JOB 1 =>
Reproduce verbatim the lines of the data records from the line containing "[Guideline] Examine the image above carefully. For each velvet" to the line containing "xmin=405 ymin=477 xmax=546 ymax=699", including both of those lines.

EXCERPT PROVIDED =>
# # # # # # #

Filmmaking duo Randy Barbato and Fenton Bailey talk to BJP about the "voyage of discovery" they undertook on making the new documentary on controversial photographer, Robert Mapplethorpe.
The directors emphasise that they were merely the “vessel” in telling Mapplethorpe’s story. In another technique employed to personalise the design of the film’s structure, each interview with those closest to him is bookmarked by a sequence of three frames, capturing still portraits of the subject through the lense of a Hasselblad camera.
“We shot portraits of people where they lived, in their environment,” says Barbato. “Sometimes we would let the camera linger for a bit too, so you could identify with them and get a sense of intimacy and insiderness. We obsessed over all of that.”
“Now you can pick up the Hasselblad on eBay for not very much money,” adds Bailey. “It’s an obsolete form so we thought that it was valuable for the audience to see how [Mapplethorpe] did it and what he used to do it. In a way, he was one of the last analogue photographers.”
Although audio recordings of interviews with Mapplethorpe also form a substantial part of the narrative, he is predominantly physically absent from the footage. The result is almost ghostly, also played up by the way in which the interviewees will always move around the screen as the Hasselblad captures their portraits.
Coincidentally, this eerie tension extends past the cinematic effect. During an interview with writer and novelist, Jack Fritscher, he is distracted by a sudden roar of a lawn mower and a cold draft.
“What happened with Jack is what happened time and time again when we were filming,” says Bailey. “There were all these interruptions at these critical moments. It was like this, ‘Hello from the other side’- “Hello from the other side!”
Together they break into raw harmony of Adele’s hit single before quickly composing themselves once more. “It just happened so many times,” says Barbato. “People were about to say, ‘I shouldn’t say this but..’ or reveal something that was questionable and a siren would go off or someone would knock on the door.

# # # # # # #

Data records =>
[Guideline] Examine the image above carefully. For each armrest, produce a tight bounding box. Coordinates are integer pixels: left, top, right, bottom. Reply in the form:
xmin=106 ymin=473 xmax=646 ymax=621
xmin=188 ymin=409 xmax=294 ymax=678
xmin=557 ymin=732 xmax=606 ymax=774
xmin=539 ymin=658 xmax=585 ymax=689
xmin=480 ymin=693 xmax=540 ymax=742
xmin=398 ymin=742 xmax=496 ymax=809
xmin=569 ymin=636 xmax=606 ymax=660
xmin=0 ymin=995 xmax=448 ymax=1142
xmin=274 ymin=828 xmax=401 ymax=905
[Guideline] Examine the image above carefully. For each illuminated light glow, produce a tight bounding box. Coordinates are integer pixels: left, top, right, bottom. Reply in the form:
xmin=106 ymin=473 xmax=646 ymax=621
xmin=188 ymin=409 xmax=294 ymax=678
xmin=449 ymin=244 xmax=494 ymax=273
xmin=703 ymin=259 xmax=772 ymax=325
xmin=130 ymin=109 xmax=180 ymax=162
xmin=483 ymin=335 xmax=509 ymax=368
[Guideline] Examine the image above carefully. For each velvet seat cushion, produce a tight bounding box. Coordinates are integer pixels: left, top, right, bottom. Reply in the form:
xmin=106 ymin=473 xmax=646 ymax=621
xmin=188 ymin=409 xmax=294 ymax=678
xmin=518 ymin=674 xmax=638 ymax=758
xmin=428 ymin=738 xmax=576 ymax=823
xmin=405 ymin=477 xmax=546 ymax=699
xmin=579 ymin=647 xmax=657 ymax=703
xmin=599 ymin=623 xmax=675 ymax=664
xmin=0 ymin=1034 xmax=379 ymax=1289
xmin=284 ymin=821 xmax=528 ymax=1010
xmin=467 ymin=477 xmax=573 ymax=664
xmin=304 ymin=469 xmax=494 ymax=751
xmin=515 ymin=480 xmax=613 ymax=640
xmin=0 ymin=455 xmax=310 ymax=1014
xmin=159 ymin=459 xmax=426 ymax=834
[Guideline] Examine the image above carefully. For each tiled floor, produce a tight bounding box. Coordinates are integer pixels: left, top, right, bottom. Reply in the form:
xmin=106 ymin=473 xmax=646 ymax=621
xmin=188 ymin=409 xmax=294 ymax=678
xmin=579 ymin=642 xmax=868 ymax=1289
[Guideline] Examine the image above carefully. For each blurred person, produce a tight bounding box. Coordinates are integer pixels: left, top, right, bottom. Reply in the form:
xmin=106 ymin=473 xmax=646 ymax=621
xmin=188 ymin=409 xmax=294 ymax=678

# # # # # # #

JOB 2 =>
Output, word for word, the passage of the article on the Mapplethorpe documentary from "Filmmaking duo Randy" to "a Hasselblad camera.".

CORRECT OUTPUT 1 =>
[Guideline] Examine the image above carefully. For each velvet seat cushion, produce a tight bounding box. Coordinates are integer pixels: left, top, right, bottom. Reply in the form:
xmin=106 ymin=473 xmax=646 ymax=621
xmin=188 ymin=409 xmax=294 ymax=678
xmin=518 ymin=674 xmax=638 ymax=758
xmin=428 ymin=738 xmax=576 ymax=823
xmin=405 ymin=477 xmax=546 ymax=699

CORRECT OUTPUT 2 =>
Filmmaking duo Randy Barbato and Fenton Bailey talk to BJP about the "voyage of discovery" they undertook on making the new documentary on controversial photographer, Robert Mapplethorpe.
The directors emphasise that they were merely the “vessel” in telling Mapplethorpe’s story. In another technique employed to personalise the design of the film’s structure, each interview with those closest to him is bookmarked by a sequence of three frames, capturing still portraits of the subject through the lense of a Hasselblad camera.